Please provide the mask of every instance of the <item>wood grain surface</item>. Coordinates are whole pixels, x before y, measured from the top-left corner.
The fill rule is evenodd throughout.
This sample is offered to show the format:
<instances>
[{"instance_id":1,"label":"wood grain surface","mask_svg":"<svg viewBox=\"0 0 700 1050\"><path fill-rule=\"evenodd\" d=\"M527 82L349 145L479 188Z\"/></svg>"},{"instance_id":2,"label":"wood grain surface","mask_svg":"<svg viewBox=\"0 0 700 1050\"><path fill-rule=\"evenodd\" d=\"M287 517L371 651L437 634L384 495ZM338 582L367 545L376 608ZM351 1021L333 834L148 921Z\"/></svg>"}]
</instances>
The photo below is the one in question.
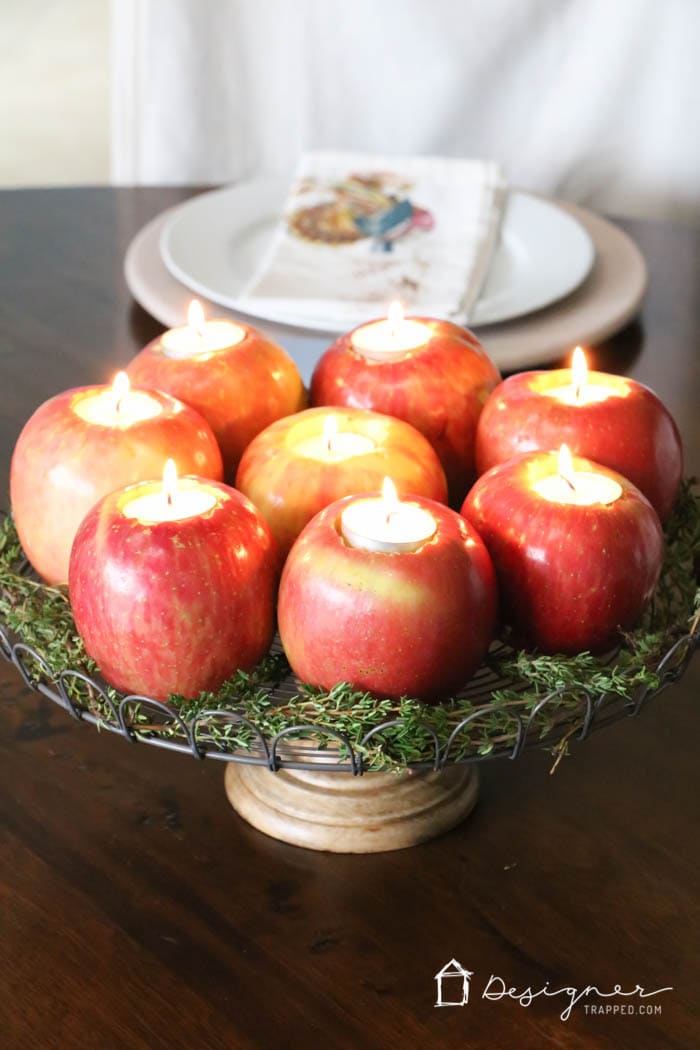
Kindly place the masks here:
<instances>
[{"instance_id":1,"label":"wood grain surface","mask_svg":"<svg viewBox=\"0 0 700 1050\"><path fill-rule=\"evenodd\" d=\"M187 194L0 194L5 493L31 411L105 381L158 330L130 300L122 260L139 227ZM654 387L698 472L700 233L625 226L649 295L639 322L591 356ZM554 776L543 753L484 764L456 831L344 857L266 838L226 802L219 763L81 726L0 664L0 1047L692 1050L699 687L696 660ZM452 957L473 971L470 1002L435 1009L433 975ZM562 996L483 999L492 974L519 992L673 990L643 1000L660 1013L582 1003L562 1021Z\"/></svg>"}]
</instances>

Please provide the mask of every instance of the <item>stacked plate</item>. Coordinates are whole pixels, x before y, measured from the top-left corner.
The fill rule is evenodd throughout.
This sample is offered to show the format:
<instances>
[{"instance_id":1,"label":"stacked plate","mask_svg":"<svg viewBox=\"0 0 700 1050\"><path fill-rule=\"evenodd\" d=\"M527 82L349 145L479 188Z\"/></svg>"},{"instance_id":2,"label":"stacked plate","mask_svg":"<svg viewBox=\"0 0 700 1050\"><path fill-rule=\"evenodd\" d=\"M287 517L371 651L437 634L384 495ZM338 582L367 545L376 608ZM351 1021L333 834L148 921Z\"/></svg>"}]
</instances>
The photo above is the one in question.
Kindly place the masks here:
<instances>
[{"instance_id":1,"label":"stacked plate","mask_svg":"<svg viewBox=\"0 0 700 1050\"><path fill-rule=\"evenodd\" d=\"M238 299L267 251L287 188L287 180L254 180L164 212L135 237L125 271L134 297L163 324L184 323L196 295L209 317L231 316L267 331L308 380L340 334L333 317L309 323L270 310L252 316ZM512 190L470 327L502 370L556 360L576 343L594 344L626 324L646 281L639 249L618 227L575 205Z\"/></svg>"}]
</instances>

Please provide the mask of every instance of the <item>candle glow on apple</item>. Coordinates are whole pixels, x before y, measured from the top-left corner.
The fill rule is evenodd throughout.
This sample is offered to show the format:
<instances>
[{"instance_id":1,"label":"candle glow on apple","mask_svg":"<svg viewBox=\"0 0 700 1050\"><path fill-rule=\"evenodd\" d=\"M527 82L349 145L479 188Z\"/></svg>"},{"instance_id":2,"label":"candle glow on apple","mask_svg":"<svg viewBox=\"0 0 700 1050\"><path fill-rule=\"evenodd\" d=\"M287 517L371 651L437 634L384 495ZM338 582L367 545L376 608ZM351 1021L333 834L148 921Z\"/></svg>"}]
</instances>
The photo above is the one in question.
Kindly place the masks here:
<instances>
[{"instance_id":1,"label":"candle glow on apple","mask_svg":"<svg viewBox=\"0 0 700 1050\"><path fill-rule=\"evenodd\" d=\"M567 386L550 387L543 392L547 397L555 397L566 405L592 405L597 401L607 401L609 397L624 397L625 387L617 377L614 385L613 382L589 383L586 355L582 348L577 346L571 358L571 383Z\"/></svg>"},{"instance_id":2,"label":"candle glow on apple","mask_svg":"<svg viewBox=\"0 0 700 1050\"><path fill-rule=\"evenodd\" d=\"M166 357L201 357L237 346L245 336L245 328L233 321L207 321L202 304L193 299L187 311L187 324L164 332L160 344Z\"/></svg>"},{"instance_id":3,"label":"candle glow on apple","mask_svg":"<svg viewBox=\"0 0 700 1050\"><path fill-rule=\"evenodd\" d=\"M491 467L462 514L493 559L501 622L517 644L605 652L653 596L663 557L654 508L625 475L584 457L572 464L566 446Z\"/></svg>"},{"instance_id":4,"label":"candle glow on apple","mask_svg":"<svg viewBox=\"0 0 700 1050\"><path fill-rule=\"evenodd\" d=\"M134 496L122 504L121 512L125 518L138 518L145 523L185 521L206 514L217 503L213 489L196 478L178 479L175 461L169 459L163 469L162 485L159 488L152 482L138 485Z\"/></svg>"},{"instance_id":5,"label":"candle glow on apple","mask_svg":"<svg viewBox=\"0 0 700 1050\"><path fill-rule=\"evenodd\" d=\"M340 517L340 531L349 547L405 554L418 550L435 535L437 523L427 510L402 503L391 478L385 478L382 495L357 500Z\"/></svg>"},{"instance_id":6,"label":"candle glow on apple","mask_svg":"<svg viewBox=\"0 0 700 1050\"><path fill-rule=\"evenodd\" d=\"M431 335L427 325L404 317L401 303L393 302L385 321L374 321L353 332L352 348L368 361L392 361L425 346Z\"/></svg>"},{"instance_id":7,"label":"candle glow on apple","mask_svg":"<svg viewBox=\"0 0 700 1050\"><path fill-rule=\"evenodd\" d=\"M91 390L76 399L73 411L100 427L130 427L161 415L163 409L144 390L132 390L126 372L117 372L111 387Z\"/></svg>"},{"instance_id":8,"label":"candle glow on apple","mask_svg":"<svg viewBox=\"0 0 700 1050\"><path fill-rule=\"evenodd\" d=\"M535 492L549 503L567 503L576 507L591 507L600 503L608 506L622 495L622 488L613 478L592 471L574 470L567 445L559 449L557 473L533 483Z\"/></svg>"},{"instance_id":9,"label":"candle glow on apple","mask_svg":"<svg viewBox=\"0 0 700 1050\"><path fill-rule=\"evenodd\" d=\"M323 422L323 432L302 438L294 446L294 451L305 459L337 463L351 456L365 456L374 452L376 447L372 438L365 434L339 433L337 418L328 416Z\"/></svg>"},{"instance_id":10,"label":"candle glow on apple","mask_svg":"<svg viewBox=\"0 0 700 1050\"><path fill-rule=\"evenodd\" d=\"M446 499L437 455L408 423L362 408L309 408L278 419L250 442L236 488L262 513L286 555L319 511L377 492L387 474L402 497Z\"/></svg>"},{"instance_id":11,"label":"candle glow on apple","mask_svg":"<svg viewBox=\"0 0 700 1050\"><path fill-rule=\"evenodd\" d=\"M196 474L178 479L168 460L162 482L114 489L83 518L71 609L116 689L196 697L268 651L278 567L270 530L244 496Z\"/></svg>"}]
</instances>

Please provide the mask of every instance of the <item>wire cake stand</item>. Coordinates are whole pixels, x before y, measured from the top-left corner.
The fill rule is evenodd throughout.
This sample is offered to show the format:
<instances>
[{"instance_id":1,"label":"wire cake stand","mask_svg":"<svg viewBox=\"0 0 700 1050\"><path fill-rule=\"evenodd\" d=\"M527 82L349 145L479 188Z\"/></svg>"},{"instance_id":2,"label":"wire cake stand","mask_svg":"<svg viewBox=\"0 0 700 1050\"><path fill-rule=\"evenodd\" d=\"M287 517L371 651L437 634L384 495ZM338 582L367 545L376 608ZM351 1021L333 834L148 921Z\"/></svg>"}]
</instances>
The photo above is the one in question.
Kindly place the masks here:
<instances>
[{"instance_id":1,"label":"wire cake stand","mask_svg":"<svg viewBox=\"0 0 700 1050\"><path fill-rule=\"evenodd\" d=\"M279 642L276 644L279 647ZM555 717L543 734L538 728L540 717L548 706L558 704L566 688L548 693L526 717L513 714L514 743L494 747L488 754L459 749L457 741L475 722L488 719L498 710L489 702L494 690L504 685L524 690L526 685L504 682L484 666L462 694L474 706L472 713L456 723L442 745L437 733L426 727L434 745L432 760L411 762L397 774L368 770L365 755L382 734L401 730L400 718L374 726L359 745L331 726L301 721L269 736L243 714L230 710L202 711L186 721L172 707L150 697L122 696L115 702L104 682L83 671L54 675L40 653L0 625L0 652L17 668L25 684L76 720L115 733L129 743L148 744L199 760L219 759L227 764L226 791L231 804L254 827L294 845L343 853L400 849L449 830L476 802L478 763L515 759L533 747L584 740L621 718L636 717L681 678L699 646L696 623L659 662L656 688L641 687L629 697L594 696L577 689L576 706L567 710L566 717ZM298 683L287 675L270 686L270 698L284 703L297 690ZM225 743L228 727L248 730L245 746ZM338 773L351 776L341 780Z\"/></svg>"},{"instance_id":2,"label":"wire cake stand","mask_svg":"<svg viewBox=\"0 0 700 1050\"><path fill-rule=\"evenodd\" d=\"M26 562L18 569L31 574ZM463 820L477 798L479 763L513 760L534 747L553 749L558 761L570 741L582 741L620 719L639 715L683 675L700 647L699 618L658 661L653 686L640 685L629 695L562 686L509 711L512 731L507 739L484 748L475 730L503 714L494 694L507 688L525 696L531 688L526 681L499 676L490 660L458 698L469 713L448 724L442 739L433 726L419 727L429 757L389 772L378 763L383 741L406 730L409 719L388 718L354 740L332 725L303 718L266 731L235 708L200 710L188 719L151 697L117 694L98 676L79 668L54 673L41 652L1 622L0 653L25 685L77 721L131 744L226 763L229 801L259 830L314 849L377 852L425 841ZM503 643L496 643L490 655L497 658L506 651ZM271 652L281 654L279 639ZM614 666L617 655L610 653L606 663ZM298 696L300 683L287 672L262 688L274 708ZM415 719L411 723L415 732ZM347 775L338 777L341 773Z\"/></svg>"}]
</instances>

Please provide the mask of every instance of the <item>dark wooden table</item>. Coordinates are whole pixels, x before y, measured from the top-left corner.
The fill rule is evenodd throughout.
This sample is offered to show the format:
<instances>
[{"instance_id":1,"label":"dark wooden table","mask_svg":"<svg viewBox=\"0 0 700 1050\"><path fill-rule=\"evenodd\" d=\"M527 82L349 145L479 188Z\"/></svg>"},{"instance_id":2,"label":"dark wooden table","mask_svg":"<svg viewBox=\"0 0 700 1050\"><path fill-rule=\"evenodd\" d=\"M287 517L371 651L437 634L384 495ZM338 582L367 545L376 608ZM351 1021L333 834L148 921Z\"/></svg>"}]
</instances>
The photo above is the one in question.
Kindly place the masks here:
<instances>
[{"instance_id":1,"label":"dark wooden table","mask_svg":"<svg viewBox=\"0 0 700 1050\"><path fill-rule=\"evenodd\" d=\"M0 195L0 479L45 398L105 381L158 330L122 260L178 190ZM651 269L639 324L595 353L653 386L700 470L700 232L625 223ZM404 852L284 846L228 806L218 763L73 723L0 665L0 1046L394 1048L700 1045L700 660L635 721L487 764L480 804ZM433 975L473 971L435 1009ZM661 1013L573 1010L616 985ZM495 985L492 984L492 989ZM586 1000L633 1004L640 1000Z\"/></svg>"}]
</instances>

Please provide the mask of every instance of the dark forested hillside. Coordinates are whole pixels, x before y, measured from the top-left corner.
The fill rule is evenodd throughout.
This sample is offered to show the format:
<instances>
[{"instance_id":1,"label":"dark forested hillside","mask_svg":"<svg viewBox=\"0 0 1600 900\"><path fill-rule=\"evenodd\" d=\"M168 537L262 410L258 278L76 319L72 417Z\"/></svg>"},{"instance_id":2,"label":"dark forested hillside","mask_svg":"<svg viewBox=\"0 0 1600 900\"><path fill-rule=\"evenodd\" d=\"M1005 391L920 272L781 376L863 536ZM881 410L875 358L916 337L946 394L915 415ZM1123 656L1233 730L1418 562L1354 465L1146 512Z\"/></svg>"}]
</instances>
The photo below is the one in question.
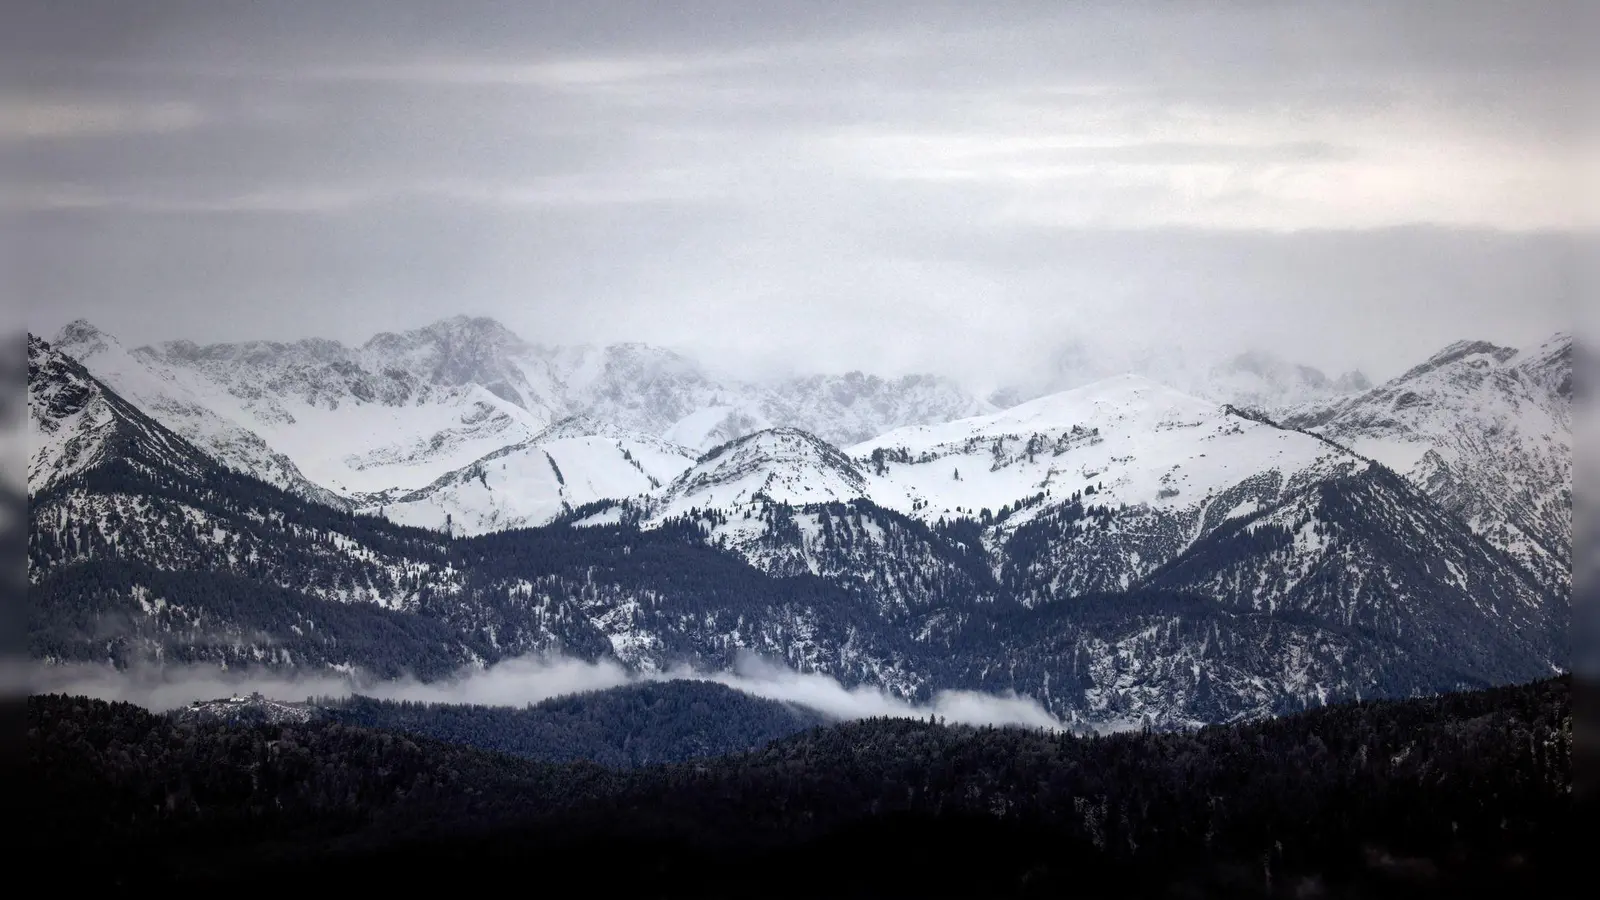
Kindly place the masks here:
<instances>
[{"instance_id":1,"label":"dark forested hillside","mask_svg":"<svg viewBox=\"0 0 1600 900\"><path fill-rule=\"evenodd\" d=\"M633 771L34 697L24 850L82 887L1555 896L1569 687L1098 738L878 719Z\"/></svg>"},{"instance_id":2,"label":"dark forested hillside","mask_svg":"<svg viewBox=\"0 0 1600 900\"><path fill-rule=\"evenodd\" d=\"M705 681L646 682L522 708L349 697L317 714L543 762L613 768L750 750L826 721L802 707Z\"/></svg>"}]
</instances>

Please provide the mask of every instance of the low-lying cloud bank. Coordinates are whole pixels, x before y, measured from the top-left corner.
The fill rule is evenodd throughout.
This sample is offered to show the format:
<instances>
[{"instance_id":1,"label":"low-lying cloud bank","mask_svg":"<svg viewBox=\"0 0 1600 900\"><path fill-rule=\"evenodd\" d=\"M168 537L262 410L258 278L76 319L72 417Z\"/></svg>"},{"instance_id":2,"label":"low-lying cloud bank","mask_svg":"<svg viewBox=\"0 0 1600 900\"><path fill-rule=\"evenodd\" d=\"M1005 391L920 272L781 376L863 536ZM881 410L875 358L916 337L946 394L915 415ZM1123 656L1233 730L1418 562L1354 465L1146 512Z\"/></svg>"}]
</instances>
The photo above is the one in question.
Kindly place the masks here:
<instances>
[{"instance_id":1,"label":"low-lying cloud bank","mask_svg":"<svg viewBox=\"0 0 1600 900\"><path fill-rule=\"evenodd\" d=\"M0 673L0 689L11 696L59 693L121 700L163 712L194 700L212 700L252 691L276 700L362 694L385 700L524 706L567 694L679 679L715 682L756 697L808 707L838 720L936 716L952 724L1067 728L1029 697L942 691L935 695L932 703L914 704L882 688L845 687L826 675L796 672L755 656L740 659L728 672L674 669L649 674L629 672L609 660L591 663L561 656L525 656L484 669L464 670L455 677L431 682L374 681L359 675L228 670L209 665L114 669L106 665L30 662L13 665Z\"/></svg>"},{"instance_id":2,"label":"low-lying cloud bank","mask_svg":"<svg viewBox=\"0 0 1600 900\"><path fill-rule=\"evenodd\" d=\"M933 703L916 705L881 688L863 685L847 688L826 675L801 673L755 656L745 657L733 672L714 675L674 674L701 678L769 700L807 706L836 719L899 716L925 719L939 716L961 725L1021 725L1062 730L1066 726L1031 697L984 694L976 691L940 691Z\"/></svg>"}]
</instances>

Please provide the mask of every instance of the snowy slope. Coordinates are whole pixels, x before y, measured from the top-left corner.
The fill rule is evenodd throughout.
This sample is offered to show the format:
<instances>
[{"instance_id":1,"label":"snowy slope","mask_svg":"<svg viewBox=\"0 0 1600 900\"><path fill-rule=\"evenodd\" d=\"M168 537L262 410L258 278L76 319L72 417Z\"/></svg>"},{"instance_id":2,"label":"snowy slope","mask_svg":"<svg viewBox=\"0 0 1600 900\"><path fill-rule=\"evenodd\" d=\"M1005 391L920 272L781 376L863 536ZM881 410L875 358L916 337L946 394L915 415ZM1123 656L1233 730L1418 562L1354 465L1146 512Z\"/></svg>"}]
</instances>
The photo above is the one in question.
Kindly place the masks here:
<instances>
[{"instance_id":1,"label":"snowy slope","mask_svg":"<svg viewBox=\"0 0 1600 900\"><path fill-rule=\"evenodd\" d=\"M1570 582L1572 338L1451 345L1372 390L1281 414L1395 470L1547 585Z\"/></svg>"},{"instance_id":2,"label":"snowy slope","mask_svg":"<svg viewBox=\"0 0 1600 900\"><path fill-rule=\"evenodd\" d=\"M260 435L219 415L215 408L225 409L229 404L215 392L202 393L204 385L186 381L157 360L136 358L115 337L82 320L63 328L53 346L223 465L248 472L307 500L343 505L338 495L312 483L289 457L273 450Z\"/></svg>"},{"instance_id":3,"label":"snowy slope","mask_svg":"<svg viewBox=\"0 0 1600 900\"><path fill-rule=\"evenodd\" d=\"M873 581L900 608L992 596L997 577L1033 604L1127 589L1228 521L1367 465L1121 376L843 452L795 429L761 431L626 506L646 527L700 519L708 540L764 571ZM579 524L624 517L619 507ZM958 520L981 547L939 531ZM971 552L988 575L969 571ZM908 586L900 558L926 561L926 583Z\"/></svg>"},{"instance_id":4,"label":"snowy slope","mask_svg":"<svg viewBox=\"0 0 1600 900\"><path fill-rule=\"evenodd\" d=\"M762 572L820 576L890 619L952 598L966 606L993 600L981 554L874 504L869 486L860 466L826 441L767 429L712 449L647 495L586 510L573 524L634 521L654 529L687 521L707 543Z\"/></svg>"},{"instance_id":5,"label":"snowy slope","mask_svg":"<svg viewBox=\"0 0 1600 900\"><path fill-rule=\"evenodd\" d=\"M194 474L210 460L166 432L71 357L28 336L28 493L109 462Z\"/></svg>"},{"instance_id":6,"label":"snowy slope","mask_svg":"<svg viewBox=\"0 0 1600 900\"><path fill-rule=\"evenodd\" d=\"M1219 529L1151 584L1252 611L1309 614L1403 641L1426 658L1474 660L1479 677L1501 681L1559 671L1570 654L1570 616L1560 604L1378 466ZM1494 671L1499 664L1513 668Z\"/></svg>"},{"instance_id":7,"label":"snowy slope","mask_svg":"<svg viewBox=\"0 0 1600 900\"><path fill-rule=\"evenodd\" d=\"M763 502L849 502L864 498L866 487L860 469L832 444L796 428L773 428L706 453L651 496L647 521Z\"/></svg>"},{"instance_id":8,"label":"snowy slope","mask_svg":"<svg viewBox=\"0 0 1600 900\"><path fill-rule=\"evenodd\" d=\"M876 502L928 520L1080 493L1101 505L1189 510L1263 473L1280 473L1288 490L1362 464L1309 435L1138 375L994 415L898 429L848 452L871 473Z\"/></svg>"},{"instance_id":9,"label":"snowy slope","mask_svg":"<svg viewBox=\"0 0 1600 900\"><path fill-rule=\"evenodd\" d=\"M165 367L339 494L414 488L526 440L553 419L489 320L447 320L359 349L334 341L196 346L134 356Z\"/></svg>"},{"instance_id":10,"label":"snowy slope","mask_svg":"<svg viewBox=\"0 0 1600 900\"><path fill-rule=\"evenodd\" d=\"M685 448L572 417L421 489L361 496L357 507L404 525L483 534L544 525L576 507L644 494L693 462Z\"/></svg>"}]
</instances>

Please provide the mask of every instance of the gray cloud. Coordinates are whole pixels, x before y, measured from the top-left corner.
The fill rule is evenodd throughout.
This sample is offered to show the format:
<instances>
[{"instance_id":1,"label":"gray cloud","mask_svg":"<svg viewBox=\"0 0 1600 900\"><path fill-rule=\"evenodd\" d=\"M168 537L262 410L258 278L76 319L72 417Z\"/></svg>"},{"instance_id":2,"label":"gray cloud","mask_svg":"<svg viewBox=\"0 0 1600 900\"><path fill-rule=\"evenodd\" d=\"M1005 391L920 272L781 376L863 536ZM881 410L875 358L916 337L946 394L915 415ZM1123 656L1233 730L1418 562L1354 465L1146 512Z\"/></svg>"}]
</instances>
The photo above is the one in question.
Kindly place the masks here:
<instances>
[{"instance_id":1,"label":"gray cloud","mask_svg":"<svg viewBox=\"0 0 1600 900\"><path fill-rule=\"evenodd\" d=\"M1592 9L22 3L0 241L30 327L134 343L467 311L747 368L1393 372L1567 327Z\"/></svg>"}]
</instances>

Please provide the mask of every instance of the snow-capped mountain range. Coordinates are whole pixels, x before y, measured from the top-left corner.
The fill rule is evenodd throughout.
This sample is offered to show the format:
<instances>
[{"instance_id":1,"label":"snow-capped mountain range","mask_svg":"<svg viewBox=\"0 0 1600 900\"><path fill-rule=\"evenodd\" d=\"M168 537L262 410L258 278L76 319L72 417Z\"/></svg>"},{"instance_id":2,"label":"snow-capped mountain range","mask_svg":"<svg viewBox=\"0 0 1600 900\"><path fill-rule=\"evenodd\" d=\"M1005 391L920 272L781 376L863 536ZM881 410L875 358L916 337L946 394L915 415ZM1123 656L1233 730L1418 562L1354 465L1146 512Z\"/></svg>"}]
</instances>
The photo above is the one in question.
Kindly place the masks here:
▬▬▬▬▬▬
* **Requirement**: Go line by line through the material above and return each one that includes "capped".

* **Your response**:
Please provide the mask of every instance of the snow-capped mountain range. Coordinates are whole pixels, x before y, measured from the top-left corner.
[{"instance_id":1,"label":"snow-capped mountain range","mask_svg":"<svg viewBox=\"0 0 1600 900\"><path fill-rule=\"evenodd\" d=\"M168 537L262 410L258 278L76 319L72 417Z\"/></svg>"},{"instance_id":2,"label":"snow-capped mountain range","mask_svg":"<svg viewBox=\"0 0 1600 900\"><path fill-rule=\"evenodd\" d=\"M1005 391L920 272L781 376L863 536ZM881 410L875 358L916 337L946 394L915 415ZM1123 656L1233 730L1418 562L1354 465L1146 512Z\"/></svg>"}]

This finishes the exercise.